| Task item |
From top to bottom, return the records that follow exactly.

*** Supplied material Section Begins ***

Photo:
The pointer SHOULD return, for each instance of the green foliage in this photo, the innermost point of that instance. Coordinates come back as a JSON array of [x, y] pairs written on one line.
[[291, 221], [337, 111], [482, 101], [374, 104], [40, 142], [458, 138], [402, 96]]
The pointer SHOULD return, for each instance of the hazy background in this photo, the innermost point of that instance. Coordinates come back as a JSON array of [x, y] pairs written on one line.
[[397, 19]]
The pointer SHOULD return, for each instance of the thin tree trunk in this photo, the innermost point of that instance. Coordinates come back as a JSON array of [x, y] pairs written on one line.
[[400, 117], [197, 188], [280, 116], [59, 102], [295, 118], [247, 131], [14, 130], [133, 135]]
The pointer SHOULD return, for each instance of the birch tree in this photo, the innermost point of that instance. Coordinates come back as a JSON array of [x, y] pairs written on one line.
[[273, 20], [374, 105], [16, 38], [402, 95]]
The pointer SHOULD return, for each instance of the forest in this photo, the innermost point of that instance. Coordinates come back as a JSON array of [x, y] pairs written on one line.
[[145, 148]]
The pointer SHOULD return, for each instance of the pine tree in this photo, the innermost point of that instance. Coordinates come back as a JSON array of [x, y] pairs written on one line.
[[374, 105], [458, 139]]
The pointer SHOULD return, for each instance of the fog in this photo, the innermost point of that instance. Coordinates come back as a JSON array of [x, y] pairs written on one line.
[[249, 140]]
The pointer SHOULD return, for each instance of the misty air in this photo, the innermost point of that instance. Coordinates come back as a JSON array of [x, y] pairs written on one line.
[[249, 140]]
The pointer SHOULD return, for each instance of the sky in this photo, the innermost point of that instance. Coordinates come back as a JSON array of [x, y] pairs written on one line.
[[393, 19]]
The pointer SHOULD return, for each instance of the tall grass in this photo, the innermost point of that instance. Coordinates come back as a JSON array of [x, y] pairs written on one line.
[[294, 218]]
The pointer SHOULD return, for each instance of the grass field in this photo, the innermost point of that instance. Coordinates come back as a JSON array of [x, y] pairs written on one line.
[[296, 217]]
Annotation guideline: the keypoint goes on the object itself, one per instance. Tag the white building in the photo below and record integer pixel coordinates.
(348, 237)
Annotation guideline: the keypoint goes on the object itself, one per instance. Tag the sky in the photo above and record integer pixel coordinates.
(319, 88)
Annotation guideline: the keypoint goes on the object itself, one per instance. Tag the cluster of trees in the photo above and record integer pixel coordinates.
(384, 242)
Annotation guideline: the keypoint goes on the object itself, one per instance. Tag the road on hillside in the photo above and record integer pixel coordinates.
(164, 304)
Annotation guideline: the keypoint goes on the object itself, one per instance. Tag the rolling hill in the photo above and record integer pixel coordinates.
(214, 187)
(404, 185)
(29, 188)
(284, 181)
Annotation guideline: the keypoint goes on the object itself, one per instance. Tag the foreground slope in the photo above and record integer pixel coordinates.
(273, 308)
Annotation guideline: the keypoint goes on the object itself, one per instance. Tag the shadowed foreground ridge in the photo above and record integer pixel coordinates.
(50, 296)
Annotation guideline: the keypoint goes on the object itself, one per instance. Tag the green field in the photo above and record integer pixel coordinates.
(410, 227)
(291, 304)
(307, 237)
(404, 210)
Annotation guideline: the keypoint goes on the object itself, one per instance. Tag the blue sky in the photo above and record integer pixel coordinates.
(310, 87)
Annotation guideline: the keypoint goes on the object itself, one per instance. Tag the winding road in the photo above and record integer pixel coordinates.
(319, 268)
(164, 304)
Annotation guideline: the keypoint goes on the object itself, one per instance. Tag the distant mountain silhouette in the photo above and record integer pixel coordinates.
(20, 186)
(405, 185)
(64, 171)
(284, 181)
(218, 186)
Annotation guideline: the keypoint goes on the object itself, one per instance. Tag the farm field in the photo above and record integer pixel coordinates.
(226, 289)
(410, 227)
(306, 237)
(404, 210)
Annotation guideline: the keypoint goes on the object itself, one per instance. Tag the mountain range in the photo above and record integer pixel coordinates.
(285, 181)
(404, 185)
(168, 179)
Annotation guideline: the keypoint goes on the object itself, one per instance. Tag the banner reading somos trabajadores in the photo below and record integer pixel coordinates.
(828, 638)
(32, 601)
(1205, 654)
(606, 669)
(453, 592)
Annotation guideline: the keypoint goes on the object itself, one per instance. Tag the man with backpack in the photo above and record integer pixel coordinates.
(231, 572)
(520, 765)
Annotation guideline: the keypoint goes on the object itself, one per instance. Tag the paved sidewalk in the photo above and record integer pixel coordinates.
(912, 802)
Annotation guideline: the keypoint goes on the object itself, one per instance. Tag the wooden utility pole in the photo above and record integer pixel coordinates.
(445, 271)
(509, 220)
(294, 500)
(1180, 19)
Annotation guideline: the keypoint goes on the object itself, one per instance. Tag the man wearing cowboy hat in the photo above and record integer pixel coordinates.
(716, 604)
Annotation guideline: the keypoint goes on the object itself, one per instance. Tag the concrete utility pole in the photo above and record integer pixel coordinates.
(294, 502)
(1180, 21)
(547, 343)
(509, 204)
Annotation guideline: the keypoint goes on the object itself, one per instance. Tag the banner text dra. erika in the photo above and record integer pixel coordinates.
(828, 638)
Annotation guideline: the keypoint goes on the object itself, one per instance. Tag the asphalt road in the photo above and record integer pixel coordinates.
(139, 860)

*** Supplied material Section Ends ***

| The answer |
Photo:
The pointer SHOULD return, for each instance of the green foliage in this photo, the innermost point of that instance. Coordinates come back as a JSON array of [x, y] pairs written on one line.
[[291, 221], [337, 111], [482, 101], [374, 104], [40, 142], [458, 138], [402, 96]]
The pointer SHOULD return, for each instance of the hazy background in this photo, the innermost point of that instance. Coordinates come back as a JSON array of [x, y] pairs written on one line.
[[397, 19]]
The pointer SHOULD return, for each instance of the thin tree trunk in this photo, the innermost point of that instance. Coordinates come back as a JSON array of [x, y] pairs written on one line.
[[400, 117], [197, 188], [280, 116], [59, 102], [295, 118], [247, 131], [14, 130], [133, 135]]
The pointer SHOULD return, for each instance of the birch tree in this photo, the innermost point of that instance. Coordinates come back as a JSON array of [x, y] pairs written on one line.
[[273, 20], [374, 105], [16, 38], [402, 95]]
The pointer SHOULD return, for each instance of the forest in this photo, the innermost point of that instance. Coordinates come back as a JSON array of [x, y] pairs written on one line.
[[145, 148]]
The pointer SHOULD return, for each instance of the pine tree in this photo, the innermost point of that instance. Coordinates come back as a JSON array of [x, y] pairs written on one line.
[[374, 105], [458, 139]]
The pointer SHOULD return, for each instance of the fog in this photo, the innermost point of that instance. Coordinates come back as a JSON array of [x, y] pairs written on one line.
[[249, 140]]
The pointer SHOULD return, for each instance of the misty air in this photo, the innermost point of that instance. Coordinates come back as a JSON array of [x, y] pairs written on one line.
[[249, 140]]
The pointer SHOULD return, for each instance of the sky in this photo, the innermost point of that instance. Coordinates come back as a JSON array of [x, y] pairs written on one line.
[[393, 19]]
The pointer SHOULD return, for each instance of the tall grass in this photo, the innermost point of that instance. Coordinates come back as a JSON array of [x, y] pairs written on one line.
[[294, 218]]
The pointer SHOULD return, for each instance of the grass field in this photo, the innermost point of that instance. Coordinates come back as a JSON array of [x, y] pairs written on one line.
[[296, 217]]
Annotation guideline: the keypoint goes on the object itself, one per instance. Tag the white building in the photo below and record integer pixel coordinates.
(348, 237)
Annotation guideline: the keypoint goes on the object itself, one per instance. Tag the sky in the photo above and record integer pixel coordinates.
(319, 88)
Annotation guideline: the keypoint goes on the object itself, one per instance. Tag the cluster of trees in the photo above and record integer pixel coordinates.
(384, 242)
Annotation guideline: the keypoint goes on the object itself, one per instance. Tag the road on hillside in the photo above and record integer pixel coordinates.
(164, 304)
Annotation guideline: the keypoint goes on the object itself, one per instance. Tag the rolling hill in the photo above and record integer pixel coordinates.
(214, 187)
(404, 185)
(29, 188)
(284, 181)
Annotation guideline: the keypoint goes on the object itself, one per instance. Tag the foreground slope in the photo above and record integer pixel coordinates.
(273, 308)
Annotation guideline: the keypoint goes on the object itself, one per instance. Tag the shadowed foreground ridge in the photo above and record integer pixel coordinates.
(50, 296)
Annotation guideline: the keypoint goes on the object itself, one per instance. Tag the green field in the photo above and record integer pixel coordinates.
(410, 227)
(291, 304)
(307, 237)
(404, 210)
Annotation guideline: the keypoint goes on the object itself, one per instance. Tag the blue sky in the photo above and record integer pixel coordinates.
(310, 87)
Annotation guideline: the keypoint goes on the object itself, one per instance. Tag the winding road in the photo above and record integer pixel coordinates.
(319, 268)
(164, 304)
Annotation guideline: the keypoint goes on the object itself, one per instance. Tag the distant mountain silhouette in the photo above and record integer pixel coordinates.
(20, 186)
(405, 185)
(64, 171)
(284, 181)
(218, 186)
Annotation guideline: the keypoint goes on the object itself, one per instance. Tag the farm field in the photo above and record integer pixel coordinates.
(226, 289)
(410, 227)
(306, 237)
(404, 210)
Annotation guideline: the keypoint goes on the object itself, one per instance. Tag the mountain range in the photo above and record integer pixel coordinates.
(285, 181)
(404, 185)
(168, 179)
Annotation guideline: the keypoint goes on the object itself, one per instance. Tag the banner reading somos trabajadores in the photo below and record integer pixel coordinates.
(828, 638)
(32, 601)
(1205, 654)
(606, 669)
(453, 592)
Annotation guideline: the keypoint goes on the object itself, one per instance. Tag the man with backpack in the photo above and record integer pixel coordinates.
(231, 572)
(520, 765)
Annotation guideline: the keypoint goes on the object itself, one per instance. Tag the paved sidewalk in the photo above and record integer pixel coordinates.
(912, 802)
Annotation guideline: the keypoint goes on the object itself, one per instance. Tag the wooden utility pole in the photo above and record integer pixel coordinates.
(445, 271)
(509, 220)
(294, 500)
(1180, 19)
Annotation guideline: the keypoint goes on the object itself, one per instance. Tag the man wearing cowboy hat in the photo above and record integer pixel coordinates.
(716, 604)
Annotation guideline: the keypoint goes on the object itself, one per instance. Tag the concrete utility pole in the photo above and record integer pixel coordinates.
(294, 502)
(1180, 21)
(547, 343)
(509, 204)
Annotation guideline: the keypoint goes on the object itself, one per instance. Tag the banner text dra. erika in the photo above and record integer pixel coordinates.
(828, 638)
Annotation guideline: the keypoint goes on the object itself, one per instance. Tag the asphalt road in the photo above and record integer pixel coordinates.
(139, 860)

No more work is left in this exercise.